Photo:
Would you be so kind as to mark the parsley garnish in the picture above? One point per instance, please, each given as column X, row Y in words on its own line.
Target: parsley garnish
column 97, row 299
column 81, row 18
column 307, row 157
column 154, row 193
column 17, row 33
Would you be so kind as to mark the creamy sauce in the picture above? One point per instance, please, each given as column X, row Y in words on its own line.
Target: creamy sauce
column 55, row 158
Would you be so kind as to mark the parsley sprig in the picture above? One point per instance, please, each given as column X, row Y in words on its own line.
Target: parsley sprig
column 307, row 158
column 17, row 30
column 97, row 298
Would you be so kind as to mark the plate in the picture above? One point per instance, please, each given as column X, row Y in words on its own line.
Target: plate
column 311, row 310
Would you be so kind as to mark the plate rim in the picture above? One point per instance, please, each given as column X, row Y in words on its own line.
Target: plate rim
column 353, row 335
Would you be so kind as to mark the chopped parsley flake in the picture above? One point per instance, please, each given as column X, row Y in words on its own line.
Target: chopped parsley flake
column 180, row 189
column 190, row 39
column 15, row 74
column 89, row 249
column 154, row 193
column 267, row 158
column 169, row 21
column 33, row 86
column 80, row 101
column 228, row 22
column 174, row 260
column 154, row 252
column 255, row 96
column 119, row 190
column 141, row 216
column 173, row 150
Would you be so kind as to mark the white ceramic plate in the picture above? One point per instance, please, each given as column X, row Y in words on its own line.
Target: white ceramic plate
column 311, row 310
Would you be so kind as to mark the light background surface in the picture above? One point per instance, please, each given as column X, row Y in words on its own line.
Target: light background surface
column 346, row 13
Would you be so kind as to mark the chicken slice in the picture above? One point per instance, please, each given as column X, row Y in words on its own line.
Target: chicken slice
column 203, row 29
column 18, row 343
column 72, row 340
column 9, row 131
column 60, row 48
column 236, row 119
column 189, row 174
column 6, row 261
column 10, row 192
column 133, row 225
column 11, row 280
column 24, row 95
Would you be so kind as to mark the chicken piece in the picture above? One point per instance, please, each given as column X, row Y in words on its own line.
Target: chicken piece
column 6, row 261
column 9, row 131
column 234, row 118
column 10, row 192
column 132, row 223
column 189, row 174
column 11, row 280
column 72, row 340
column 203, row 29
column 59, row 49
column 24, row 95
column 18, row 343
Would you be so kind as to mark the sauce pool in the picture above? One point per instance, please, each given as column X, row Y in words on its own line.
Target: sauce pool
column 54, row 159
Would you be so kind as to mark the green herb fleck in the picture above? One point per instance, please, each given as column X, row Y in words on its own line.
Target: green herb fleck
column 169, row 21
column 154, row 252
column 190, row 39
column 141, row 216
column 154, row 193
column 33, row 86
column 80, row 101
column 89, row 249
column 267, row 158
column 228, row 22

###

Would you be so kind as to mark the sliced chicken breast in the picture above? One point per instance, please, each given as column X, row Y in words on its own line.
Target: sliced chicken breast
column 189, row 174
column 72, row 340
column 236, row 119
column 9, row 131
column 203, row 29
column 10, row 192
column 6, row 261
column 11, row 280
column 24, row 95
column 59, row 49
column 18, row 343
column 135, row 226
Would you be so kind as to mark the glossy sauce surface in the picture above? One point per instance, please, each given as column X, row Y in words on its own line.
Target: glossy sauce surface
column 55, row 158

###

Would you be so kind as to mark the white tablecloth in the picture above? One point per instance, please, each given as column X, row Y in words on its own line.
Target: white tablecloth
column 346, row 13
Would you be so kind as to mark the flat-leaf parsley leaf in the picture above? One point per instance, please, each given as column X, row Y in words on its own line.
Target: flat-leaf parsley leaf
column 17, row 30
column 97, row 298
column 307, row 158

###

◆ What to produce ◆
Look above for the line holding "Target: white ceramic plate" and the line holding "Would you be so kind as to mark the chicken slice", then output exactly those two lines and every line between them, nothing more.

◆ Expected answer ◆
Target: white ceramic plate
column 311, row 310
Would you be so kind as to mark the light background surface in the picture above? One point per instance, please, each given as column X, row Y in words on its own line.
Target: light background surface
column 346, row 13
Would you be so kind as to mark the chicken slice in the picture above? One point per instance, please, each given as column X, row Y in words on its own line.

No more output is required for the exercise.